24-70mm 2.8 lenses are already huge as it is. A 24-70mm 2.0 would be stupid big for a general all-purpose lens.


----------



## moreorless (Jul 31, 2013)

luciolepri said:


> A 24-50mm, in my opinion, wouldn't be much popular, unless it is very fast and has an outstanding IQ. I once had a Pentax 24-50/4, but I always preferred to carry around three primes, which were much faster and had a much better IQ, since I had anyway to switch lens quite often, with such a small focal range zoom.



To be fair that's pretty much what they've come up with for ASPC users, a 28-55mm lens with excellent image quality wide open.

What I would question though is whether the appeal on FF would be as great, for one thing I'd say this range is better catered for with primes already and for another f/2 on FF is going to be a shallower DOF than f/1.8 on ASPC for the equivalent angle of view. Personally speaking I'd be interested in such a lens as I like to take landscape shots with shallow DOF but I think something like a 35-70mm f/2 might have a wider audience.

## EXERCISE GOAL:
In the lens discussion, which zoom lens did luciolepri once own? These entries come from a source unrelated to the lens discussion.

(Data entries)
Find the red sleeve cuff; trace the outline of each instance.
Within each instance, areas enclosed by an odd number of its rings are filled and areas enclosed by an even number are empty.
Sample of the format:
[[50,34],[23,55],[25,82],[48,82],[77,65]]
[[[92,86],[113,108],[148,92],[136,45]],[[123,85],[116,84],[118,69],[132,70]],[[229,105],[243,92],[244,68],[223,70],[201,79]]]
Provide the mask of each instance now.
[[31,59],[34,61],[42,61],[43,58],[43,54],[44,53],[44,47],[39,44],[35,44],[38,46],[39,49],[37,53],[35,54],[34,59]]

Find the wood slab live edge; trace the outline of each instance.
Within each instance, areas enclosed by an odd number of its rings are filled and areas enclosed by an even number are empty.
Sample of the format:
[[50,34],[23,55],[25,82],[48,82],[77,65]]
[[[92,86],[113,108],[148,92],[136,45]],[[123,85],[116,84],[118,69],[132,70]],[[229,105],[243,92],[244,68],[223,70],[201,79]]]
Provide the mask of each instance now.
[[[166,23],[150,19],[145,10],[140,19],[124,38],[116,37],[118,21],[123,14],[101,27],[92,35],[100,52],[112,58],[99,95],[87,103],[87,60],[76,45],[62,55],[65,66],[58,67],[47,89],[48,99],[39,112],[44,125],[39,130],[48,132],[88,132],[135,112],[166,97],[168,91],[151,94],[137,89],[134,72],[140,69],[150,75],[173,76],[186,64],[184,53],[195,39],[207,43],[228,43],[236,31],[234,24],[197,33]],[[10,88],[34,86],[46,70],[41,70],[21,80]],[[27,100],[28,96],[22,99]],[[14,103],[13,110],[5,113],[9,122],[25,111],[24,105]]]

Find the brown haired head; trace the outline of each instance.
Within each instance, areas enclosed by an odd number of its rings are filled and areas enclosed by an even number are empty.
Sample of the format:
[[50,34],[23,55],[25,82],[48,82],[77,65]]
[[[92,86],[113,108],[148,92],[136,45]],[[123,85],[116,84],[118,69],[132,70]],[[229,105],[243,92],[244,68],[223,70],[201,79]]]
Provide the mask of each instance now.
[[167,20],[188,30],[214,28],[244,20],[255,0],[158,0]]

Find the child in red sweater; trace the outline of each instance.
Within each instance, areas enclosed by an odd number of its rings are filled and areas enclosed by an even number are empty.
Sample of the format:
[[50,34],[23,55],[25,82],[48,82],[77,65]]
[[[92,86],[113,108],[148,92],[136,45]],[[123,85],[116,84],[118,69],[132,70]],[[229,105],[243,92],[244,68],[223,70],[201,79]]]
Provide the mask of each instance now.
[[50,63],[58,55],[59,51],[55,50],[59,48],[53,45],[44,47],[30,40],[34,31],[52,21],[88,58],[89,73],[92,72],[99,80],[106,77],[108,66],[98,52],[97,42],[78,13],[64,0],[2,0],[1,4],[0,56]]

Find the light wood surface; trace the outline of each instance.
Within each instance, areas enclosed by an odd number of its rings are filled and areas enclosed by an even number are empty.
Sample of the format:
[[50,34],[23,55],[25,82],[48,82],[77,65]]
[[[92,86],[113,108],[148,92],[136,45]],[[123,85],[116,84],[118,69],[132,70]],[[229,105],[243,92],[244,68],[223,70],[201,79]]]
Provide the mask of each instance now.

## EXERCISE ANSWER:
A Pentax 24-50/4.